Data shown:
* * * * * * *
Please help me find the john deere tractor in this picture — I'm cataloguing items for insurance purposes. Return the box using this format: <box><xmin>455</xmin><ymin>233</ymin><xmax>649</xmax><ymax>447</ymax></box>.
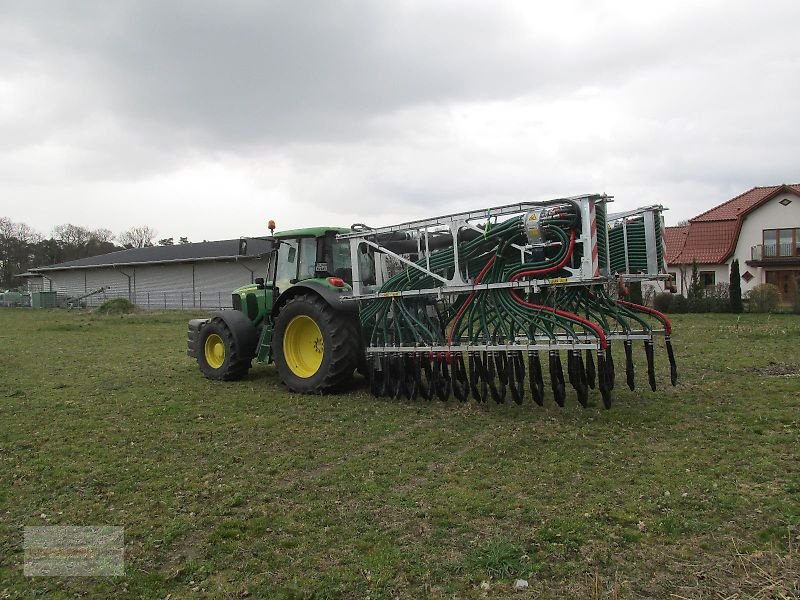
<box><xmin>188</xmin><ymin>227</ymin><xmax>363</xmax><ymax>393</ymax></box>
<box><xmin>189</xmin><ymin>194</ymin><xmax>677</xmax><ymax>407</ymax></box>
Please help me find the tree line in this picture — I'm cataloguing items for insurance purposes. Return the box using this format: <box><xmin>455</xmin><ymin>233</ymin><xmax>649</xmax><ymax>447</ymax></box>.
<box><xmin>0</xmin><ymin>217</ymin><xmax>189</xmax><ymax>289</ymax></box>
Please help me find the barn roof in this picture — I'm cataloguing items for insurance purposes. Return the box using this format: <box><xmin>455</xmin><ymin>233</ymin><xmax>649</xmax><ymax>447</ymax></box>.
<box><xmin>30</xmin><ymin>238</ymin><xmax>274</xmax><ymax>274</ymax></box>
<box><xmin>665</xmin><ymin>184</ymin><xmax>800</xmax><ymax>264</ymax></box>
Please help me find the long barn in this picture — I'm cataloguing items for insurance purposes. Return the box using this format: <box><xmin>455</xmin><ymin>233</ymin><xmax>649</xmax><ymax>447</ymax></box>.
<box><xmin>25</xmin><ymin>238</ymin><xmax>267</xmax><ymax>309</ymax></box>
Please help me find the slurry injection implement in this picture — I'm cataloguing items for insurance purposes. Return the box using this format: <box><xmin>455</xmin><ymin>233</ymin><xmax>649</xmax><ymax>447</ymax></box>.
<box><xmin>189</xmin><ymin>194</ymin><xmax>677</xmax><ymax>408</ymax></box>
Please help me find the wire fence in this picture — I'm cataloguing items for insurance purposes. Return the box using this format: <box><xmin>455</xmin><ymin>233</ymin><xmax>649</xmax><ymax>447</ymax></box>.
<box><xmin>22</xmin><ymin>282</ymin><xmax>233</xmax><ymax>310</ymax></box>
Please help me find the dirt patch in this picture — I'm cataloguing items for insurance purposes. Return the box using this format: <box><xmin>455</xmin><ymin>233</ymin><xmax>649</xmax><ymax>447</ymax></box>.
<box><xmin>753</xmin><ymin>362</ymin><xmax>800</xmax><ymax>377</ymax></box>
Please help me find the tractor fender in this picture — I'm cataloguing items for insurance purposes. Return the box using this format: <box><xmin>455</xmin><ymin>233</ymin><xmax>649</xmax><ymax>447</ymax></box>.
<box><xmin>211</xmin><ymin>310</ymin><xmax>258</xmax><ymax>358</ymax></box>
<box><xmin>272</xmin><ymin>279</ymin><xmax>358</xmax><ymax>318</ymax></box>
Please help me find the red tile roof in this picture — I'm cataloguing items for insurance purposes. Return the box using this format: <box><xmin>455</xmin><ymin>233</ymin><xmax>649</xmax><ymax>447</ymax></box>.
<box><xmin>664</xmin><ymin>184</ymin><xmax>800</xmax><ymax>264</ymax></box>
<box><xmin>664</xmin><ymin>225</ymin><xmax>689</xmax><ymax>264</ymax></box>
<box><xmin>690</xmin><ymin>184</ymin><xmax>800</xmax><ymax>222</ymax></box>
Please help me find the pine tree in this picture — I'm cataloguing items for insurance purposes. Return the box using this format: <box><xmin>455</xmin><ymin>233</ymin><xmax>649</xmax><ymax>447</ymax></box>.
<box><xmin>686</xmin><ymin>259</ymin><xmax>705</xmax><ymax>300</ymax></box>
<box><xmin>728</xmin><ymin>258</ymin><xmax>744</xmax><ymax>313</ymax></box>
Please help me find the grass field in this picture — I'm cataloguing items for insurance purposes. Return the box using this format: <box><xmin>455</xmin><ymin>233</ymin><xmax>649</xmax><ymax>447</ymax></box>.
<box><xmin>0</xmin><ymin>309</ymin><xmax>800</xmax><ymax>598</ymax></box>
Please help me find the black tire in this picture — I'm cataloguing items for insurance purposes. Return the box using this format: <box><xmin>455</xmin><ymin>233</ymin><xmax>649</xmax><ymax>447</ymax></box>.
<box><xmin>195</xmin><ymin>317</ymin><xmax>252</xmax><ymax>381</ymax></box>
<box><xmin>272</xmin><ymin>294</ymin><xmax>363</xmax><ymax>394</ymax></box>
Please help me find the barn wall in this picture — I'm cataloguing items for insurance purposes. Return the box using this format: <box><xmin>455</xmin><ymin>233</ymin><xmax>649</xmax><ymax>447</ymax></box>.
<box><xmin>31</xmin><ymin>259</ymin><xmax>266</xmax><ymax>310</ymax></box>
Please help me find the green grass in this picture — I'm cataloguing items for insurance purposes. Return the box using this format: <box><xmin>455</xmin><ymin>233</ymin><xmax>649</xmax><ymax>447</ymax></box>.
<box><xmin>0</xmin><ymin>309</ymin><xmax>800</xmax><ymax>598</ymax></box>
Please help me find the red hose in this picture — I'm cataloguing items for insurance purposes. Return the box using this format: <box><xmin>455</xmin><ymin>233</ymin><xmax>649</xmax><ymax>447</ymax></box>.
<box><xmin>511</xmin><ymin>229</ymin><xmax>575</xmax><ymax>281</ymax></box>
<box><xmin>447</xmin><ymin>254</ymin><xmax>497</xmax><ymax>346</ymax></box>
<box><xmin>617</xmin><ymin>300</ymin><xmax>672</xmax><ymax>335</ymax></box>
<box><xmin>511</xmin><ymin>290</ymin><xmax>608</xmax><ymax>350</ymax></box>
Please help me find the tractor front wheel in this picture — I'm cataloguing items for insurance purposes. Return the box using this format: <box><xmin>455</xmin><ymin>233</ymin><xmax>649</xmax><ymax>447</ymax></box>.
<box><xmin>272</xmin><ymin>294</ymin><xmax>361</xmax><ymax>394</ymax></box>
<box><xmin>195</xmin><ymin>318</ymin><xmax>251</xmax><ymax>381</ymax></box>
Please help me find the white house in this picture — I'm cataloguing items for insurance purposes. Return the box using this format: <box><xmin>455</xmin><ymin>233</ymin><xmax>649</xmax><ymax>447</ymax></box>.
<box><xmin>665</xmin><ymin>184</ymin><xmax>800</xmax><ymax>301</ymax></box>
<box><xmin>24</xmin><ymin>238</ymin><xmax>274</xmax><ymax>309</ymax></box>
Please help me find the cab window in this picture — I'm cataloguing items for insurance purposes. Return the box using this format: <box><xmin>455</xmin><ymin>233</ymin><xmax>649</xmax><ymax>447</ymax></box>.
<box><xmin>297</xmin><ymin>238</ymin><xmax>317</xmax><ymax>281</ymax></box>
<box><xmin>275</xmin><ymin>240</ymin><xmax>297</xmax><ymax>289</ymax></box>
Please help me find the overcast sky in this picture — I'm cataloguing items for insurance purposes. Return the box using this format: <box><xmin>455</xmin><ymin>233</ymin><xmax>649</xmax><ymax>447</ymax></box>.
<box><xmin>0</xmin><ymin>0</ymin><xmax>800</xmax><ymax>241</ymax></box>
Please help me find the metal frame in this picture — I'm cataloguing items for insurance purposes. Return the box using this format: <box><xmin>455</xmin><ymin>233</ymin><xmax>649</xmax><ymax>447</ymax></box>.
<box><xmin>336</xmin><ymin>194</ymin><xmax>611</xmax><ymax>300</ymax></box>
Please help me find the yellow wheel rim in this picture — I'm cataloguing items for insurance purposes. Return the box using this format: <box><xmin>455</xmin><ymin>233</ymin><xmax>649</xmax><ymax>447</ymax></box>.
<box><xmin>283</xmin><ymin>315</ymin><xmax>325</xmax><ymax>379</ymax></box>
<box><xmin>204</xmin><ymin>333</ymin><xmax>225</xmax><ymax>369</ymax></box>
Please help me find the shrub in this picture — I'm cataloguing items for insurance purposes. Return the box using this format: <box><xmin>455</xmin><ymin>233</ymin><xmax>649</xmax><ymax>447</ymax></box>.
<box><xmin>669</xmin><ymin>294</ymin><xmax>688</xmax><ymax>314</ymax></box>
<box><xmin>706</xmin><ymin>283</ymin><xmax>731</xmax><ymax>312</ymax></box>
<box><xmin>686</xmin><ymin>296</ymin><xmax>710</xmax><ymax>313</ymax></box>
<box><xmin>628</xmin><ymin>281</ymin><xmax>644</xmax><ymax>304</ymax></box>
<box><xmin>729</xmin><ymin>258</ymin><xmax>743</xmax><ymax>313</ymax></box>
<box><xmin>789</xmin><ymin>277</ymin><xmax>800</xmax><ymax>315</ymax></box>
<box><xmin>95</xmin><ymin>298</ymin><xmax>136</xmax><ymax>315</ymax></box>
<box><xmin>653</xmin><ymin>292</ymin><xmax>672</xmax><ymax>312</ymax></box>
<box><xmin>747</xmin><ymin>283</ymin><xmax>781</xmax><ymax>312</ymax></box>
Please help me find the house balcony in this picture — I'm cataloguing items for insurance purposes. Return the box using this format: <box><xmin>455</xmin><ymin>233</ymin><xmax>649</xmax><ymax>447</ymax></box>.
* * * * * * *
Exercise details:
Which lines in the records above contain the string "dirt", with case counting? Pick out each one and copy it in full.

Written response:
Please help me find the dirt patch in this picture — I'm cataloguing items for insurance purposes. Return the box using this format: <box><xmin>455</xmin><ymin>233</ymin><xmax>649</xmax><ymax>447</ymax></box>.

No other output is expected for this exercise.